### Problem details
The records below are to be written out again, exactly as they appear.

### Records for processing
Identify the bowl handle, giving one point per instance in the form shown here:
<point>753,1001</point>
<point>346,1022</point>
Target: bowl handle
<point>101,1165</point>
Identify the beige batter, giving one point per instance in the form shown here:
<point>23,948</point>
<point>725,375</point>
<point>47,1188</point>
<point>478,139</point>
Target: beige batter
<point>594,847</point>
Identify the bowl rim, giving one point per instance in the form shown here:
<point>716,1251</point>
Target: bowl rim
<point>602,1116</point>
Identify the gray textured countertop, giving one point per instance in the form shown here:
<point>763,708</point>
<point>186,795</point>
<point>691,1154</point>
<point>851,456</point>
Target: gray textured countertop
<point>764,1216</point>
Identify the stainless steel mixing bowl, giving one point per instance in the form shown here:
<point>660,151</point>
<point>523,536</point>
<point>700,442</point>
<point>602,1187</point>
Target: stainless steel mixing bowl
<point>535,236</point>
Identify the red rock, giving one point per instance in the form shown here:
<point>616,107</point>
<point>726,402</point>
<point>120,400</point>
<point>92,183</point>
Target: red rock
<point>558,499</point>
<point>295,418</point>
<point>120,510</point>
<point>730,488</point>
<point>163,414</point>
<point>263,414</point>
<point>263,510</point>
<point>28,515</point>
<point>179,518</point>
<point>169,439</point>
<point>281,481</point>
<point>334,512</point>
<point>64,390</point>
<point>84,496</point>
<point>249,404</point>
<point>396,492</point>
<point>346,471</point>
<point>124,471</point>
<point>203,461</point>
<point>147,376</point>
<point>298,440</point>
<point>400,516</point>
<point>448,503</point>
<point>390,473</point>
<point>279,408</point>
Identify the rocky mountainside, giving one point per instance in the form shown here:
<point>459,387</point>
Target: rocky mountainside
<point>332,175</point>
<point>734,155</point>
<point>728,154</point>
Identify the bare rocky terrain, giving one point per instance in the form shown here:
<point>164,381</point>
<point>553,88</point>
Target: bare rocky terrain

### Final answer
Identify the bowl handle, giving one point per instance in the form shown here:
<point>753,1001</point>
<point>346,1022</point>
Target: bowl handle
<point>101,1165</point>
Identify the beige batter, giving one point per instance in the form shown here:
<point>23,948</point>
<point>725,375</point>
<point>47,1188</point>
<point>478,139</point>
Target: beige batter
<point>594,847</point>
Identify the bowl rim, giving one point per instance in the form shown here:
<point>716,1251</point>
Target: bowl rim
<point>602,1116</point>
Identify the gray textured countertop, giving one point per instance in the form shown here:
<point>763,708</point>
<point>186,795</point>
<point>691,1154</point>
<point>851,456</point>
Target: gray textured countertop
<point>764,1216</point>
Identify the stainless steel mixing bowl, giving one point per instance in the form shown here:
<point>660,151</point>
<point>523,536</point>
<point>700,442</point>
<point>602,1187</point>
Target: stainless steel mixing bowl
<point>535,236</point>
Identify the red rock, giving one point per instance in the form shown here:
<point>616,107</point>
<point>726,402</point>
<point>120,400</point>
<point>92,183</point>
Target: red rock
<point>558,499</point>
<point>295,418</point>
<point>120,510</point>
<point>730,488</point>
<point>163,414</point>
<point>263,414</point>
<point>263,510</point>
<point>28,515</point>
<point>179,518</point>
<point>169,439</point>
<point>281,481</point>
<point>334,512</point>
<point>64,390</point>
<point>84,496</point>
<point>249,404</point>
<point>396,492</point>
<point>346,471</point>
<point>124,471</point>
<point>203,461</point>
<point>147,376</point>
<point>298,440</point>
<point>400,516</point>
<point>448,503</point>
<point>390,473</point>
<point>279,408</point>
Identify the rocky mountainside, giving one point per instance in the form shown here:
<point>459,387</point>
Target: rocky mountainside
<point>332,175</point>
<point>734,155</point>
<point>728,154</point>
Identify the bare rocky terrain, giving one point per instance in the form shown here:
<point>164,381</point>
<point>553,88</point>
Target: bare rocky terrain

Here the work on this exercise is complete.